## Direction:
Swap "keypoint" for "marker" throughout the records below, and reproduce every record with no other change.

## Given information:
● ● ● ● ● ● ●
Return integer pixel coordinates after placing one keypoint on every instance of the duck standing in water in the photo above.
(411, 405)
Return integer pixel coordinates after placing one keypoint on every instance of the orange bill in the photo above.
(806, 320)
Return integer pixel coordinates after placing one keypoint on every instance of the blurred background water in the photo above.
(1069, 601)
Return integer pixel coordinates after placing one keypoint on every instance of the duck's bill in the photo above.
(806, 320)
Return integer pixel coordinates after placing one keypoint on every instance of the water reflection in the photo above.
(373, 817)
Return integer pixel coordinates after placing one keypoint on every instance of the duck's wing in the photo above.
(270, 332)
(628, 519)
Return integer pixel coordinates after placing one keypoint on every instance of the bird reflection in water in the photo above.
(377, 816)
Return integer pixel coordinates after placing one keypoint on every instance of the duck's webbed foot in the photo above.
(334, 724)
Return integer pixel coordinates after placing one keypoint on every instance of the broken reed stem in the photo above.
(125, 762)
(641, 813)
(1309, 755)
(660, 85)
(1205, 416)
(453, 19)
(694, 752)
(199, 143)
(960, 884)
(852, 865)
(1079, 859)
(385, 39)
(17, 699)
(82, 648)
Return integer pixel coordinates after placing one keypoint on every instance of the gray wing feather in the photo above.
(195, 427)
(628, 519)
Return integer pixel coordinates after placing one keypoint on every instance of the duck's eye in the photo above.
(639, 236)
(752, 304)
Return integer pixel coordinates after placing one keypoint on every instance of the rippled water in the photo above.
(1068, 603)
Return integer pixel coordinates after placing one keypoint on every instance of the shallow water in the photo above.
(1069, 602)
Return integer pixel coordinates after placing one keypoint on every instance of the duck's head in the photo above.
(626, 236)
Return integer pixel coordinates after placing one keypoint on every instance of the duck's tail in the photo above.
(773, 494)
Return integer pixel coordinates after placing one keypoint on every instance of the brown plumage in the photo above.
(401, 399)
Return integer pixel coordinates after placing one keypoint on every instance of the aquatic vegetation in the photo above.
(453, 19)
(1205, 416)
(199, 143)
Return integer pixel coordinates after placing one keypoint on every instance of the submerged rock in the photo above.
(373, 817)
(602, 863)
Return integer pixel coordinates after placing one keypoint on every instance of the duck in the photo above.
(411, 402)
● ● ● ● ● ● ●
## Solution:
Return integer pixel coordinates after placing one marker on every instance of the duck standing in water in the photo above.
(411, 405)
Return integer pixel coordinates after placing one marker on every instance of the orange bill in the photo above.
(806, 320)
Return integer pixel coordinates after placing one marker on every instance of the blurred background water in the photo above.
(1069, 601)
Return integer pixel coordinates after placing one marker on every instance of the duck's bill in the photo above.
(806, 320)
Return integer pixel coordinates after placing one marker on every instance of the water reflection in the photo above.
(373, 817)
Return integer pixel coordinates after placing one marker on every instance of the duck's wing in the photo above.
(270, 332)
(628, 519)
Return integer pixel coordinates after placing one marker on every instance of the bird reflection in water in the photo above.
(377, 816)
Return integer pixel coordinates after placing one marker on every instance of the duck's webbed foot in the photo above.
(334, 724)
Return integer pixel coordinates after placing one marker on every instance of the broken reed stem in the photo above.
(125, 762)
(641, 813)
(1309, 755)
(660, 85)
(1205, 416)
(453, 19)
(694, 752)
(199, 143)
(960, 884)
(852, 865)
(1079, 859)
(385, 39)
(17, 699)
(82, 648)
Return integer pixel coordinates after placing one marker on every instance of the gray wing feather in the photo above.
(195, 427)
(628, 519)
Return integer pixel coordinates after placing one marker on every instance of the duck's eye in the photo above.
(639, 236)
(752, 304)
Return integer pixel coordinates after placing one marker on every instance of the rippled water in the photo above.
(1068, 603)
Return integer pixel coordinates after placing one marker on every instance of the shallow water in the photo above.
(1069, 602)
Return integer pixel coordinates after placing one marker on every instance of the duck's head in the photo above.
(626, 236)
Return integer pixel coordinates after placing one marker on every instance of the duck's tail in the photo above.
(773, 494)
Return integer pixel coordinates after placing one marker on every instance of the brown plumage in the photo above.
(401, 399)
Return integer pixel coordinates after placing one marker on every instance of the aquatic vegetation in the photo above.
(453, 19)
(1205, 416)
(199, 143)
Return integer pixel coordinates after placing one marker on every instance of the submerged rock in the photo above.
(373, 817)
(602, 863)
Return integer pixel coordinates after placing one marker on every instance of the duck in the photo above.
(411, 402)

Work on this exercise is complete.